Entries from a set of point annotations
┏━━

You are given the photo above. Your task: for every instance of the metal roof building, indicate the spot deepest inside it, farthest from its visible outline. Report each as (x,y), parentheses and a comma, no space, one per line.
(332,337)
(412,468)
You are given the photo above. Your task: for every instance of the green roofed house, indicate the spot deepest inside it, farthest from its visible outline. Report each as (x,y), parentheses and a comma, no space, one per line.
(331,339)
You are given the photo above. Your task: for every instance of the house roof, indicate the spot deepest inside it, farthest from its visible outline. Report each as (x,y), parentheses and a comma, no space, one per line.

┗━━

### PROBLEM REQUIREMENTS
Print every one of the rows above again, line for line and without any changes.

### COMPLETED EXERCISE
You are given the photo above. Your task: for every instance of the metal roof building, indicate the spot deepest inside it, farthest from its visible outline. Report each as (x,y), parentheses and a comma, no space, one per line.
(332,337)
(412,468)
You are given the photo above. Your task: for every instance of the green roofed house, indicate the spot deepest inside it, farthest from its visible outline. Report each as (x,y), parentheses and a comma, no space, one per line.
(331,339)
You are given the photo above. Your task: for every instance of the house roof, indicate the spot deepest inside it, farthest from its visible outline. Report each as (x,y), parentheses and a comma, no space, one per line.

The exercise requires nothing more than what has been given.